[Objective]
Display each line of the items below in which the string "black" appears.

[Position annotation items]

-.-.-

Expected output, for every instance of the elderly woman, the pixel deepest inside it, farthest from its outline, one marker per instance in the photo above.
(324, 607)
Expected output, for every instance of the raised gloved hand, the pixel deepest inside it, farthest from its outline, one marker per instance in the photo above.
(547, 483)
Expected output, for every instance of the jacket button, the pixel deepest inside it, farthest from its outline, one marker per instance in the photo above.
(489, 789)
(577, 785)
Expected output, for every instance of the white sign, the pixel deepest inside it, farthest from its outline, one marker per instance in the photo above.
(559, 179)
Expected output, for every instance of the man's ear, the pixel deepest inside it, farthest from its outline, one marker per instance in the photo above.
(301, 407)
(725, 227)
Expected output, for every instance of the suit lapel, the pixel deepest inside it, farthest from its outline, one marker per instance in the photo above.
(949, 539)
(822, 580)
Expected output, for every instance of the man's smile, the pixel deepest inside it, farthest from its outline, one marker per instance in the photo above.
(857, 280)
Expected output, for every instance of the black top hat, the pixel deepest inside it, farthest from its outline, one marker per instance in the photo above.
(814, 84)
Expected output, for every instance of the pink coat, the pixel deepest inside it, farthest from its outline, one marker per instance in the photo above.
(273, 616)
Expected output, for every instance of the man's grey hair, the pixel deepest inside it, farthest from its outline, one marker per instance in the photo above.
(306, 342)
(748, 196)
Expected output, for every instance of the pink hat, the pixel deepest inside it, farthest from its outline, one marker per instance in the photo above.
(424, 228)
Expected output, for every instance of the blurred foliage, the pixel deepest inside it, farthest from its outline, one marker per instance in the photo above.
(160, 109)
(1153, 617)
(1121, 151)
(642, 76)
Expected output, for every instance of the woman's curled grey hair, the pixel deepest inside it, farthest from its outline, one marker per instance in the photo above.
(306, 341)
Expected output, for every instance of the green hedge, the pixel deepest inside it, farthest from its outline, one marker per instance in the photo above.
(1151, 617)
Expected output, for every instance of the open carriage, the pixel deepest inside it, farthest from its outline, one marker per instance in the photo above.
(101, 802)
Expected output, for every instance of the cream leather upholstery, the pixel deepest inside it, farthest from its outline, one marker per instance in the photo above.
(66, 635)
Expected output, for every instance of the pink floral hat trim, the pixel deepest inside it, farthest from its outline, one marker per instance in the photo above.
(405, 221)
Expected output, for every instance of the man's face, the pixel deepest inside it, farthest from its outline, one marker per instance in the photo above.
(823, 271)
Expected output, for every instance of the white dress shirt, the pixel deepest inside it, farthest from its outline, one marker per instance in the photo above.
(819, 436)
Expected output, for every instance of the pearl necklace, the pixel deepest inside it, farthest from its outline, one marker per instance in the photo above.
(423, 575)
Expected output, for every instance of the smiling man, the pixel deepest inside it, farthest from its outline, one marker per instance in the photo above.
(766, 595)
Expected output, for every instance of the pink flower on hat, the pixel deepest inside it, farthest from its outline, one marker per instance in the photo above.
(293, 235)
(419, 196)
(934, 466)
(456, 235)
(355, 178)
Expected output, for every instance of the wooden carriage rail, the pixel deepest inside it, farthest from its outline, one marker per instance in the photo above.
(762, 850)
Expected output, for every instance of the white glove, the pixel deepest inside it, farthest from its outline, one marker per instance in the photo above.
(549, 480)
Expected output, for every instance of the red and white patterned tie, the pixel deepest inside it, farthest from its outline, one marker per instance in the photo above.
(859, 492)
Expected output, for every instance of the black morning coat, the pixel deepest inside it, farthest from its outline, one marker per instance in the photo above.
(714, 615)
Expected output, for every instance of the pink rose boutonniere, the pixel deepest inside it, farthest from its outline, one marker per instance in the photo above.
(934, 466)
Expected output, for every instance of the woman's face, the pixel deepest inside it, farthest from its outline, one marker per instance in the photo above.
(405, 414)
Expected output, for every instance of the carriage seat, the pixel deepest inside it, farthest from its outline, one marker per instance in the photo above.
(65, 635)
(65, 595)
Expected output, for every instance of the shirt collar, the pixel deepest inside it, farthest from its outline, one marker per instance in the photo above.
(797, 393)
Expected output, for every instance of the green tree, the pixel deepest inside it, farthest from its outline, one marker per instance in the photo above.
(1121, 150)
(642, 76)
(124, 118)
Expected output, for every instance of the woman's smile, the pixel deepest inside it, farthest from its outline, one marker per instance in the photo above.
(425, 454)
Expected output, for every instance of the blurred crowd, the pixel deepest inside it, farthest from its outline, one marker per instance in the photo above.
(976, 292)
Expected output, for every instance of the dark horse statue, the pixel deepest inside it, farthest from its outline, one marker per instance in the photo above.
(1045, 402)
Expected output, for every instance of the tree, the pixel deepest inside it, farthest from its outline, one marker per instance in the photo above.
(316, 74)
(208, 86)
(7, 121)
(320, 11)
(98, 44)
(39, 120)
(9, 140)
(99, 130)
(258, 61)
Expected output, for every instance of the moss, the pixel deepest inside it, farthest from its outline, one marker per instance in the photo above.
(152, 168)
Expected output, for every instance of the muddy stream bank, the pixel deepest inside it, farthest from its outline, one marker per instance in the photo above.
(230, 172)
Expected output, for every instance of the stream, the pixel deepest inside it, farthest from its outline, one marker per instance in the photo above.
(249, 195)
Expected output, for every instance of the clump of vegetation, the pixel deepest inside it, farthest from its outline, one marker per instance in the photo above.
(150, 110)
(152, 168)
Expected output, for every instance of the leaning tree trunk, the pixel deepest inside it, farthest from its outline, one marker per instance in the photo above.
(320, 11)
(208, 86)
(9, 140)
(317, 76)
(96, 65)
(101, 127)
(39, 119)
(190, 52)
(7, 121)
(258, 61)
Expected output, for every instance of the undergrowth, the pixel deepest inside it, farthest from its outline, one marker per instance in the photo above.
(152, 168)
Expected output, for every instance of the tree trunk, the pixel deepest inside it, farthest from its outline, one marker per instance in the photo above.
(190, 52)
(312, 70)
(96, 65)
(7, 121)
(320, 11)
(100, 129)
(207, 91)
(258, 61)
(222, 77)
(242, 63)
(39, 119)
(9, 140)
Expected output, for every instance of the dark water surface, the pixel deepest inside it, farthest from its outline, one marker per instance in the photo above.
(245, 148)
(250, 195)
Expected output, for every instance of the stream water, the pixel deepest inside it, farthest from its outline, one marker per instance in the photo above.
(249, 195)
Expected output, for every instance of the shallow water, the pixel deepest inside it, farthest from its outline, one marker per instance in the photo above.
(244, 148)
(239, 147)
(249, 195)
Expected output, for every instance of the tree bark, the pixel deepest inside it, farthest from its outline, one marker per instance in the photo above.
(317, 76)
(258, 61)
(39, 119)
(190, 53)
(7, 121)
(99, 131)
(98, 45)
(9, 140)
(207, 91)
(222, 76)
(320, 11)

-.-.-

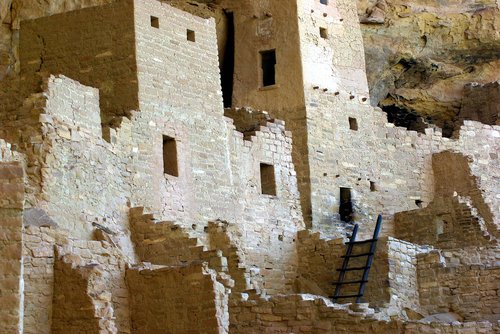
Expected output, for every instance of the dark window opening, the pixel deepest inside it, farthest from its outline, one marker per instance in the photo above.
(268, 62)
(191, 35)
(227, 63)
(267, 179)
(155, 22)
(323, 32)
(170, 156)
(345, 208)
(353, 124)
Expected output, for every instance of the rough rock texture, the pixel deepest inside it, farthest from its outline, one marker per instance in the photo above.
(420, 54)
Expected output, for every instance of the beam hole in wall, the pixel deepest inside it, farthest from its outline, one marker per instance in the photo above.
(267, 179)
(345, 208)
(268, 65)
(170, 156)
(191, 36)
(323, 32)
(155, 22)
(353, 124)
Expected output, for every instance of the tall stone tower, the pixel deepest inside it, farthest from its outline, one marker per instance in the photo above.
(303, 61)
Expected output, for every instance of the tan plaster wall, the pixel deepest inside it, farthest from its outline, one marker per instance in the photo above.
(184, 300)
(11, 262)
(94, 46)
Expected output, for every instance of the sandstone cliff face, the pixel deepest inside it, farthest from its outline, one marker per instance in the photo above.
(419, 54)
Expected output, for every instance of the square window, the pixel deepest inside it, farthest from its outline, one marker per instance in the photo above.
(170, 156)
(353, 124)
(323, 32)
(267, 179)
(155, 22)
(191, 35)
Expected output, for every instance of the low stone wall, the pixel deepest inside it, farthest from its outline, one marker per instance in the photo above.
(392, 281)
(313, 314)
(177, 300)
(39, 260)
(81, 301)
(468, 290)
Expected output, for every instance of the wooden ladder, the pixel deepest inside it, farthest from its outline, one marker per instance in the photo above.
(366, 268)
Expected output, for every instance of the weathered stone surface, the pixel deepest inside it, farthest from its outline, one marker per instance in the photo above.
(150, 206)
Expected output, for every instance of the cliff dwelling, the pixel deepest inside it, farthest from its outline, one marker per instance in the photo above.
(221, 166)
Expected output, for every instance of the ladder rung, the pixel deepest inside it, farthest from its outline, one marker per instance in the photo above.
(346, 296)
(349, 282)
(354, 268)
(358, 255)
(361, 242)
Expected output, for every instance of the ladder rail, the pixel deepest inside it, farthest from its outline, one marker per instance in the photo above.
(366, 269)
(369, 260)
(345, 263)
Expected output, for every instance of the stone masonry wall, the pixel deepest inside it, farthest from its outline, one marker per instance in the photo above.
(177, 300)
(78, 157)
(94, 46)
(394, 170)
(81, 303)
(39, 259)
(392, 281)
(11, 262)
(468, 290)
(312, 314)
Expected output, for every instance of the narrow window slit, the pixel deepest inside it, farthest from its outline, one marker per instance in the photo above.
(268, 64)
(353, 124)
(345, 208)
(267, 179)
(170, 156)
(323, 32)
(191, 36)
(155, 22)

-.-.-

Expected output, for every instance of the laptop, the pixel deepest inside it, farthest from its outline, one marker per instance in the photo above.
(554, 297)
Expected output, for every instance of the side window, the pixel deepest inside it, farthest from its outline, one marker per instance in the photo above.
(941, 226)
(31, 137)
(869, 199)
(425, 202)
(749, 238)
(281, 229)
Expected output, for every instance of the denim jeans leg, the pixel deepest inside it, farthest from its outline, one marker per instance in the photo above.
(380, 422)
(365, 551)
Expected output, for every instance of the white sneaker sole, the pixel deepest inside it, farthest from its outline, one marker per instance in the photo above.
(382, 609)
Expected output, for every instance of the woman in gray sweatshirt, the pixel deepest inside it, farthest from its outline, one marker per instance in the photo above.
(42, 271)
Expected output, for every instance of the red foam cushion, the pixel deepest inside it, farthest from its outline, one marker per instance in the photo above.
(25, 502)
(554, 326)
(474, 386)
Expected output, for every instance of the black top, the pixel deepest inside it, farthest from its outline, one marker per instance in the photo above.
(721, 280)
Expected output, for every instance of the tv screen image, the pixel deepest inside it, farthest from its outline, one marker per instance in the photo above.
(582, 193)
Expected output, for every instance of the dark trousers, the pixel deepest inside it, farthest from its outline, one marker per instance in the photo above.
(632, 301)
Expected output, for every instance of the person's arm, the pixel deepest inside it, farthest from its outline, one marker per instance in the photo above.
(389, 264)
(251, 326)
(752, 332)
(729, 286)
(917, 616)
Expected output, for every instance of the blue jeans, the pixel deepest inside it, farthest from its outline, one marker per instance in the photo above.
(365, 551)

-.-.-

[Answer]
Expected output, for every instance of the black top hat, the pixel deepest inside it, farthest from its outline, one marker per instance in the photo above.
Expected output, for every instance of the black morning coat, the pixel deepest inside it, farthest from its outline, one marker per instance in the photo above.
Expected output, for every instance of the black top, the pixel deepest inside it, farthest from its outline, one marker per instance in the photo above.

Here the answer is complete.